__Requirements__
• A. Answer these questions from the article on May Pang and John Lennon:
(i) How long did Lennon's split from Yoko Ono last?
(ii) Which venue ejected Lennon for heckling The Smothers Brothers?
(iii) What job did Pang hold when Ono walked into her office in 1973?
• B. Please retype the article on May Pang and John Lennon between "What if John" and "The Smothers Brothers.", inclusive.

__Given passage__

"""

What if John Lennon’s infamous “lost weekend” really wasn’t?
“They made it sound like this whole time he was drugging out. And I really took offense to that,” says May Pang, Lennon’s girlfriend during his 18-month split from Yoko Ono.
Pang, 72, reclaims the narrative in the new documentary “The Lost Weekend: A Love Story” (available Friday for home viewing on demand and Blu-ray). The film depicts a productive period when the former Beatle enthusiastically collaborated with Elton John and David Bowie and happily patched up his relationship with Paul McCartney and son Julian Lennon. It’s a provocative retelling of the year and a half when Lennon regularly made tabloid headlines for his rowdy nights out, culminating in an incident when he was ejected from The Troubadour for heckling The Smothers Brothers.
Her relationship with Lennon − who would have turned 83 today − began inexplicably, even by ‘70s standards. Pang, then 22 and working as Lennon and Ono’s personal assistant, says Yoko walked into her office in 1973 and told her: “John and I are not getting along, and I know he’s going to start seeing other people. And I want you to go out with him.”
“John Lennon charmed the pants off me,” says Pang, now divorced with two grown children, in the documentary.

"""

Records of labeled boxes
"""

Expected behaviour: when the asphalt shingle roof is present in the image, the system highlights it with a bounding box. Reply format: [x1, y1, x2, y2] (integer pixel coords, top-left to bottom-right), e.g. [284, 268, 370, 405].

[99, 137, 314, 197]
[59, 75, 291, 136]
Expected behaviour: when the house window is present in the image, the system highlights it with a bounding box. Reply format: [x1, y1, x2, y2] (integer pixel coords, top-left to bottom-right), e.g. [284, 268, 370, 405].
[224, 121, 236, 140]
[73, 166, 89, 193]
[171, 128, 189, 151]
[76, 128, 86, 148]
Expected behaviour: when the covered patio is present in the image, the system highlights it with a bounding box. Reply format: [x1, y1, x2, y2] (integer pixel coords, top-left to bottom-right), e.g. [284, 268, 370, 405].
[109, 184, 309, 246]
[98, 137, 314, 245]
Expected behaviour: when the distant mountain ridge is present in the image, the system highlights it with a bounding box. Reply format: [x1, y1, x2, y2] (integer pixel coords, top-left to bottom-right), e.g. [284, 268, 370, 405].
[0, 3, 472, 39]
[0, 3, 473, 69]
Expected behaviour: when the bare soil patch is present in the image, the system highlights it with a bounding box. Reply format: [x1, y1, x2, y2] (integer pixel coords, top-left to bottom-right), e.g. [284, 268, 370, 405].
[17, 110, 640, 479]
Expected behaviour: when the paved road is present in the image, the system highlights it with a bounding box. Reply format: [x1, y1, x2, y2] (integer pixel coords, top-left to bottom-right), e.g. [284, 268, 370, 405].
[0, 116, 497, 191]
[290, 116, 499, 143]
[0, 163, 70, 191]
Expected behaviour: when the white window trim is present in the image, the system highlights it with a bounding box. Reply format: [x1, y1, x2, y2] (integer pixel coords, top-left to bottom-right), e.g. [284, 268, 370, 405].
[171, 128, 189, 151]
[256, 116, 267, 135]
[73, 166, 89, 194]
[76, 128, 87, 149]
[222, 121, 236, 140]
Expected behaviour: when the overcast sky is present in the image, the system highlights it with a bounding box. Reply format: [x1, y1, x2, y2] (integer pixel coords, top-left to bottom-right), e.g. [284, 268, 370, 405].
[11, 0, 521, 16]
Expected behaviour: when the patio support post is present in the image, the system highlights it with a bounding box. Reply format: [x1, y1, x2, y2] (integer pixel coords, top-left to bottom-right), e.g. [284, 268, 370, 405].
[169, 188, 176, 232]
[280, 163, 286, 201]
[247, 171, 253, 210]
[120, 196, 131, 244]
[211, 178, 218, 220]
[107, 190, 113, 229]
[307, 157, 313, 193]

"""

__Results__
• A.
(i) 18 months
(ii) The Troubadour
(iii) Personal assistant to Lennon and Ono

• B.
What if John Lennon’s infamous “lost weekend” really wasn’t?
“They made it sound like this whole time he was drugging out. And I really took offense to that,” says May Pang, Lennon’s girlfriend during his 18-month split from Yoko Ono.
Pang, 72, reclaims the narrative in the new documentary “The Lost Weekend: A Love Story” (available Friday for home viewing on demand and Blu-ray). The film depicts a productive period when the former Beatle enthusiastically collaborated with Elton John and David Bowie and happily patched up his relationship with Paul McCartney and son Julian Lennon. It’s a provocative retelling of the year and a half when Lennon regularly made tabloid headlines for his rowdy nights out, culminating in an incident when he was ejected from The Troubadour for heckling The Smothers Brothers.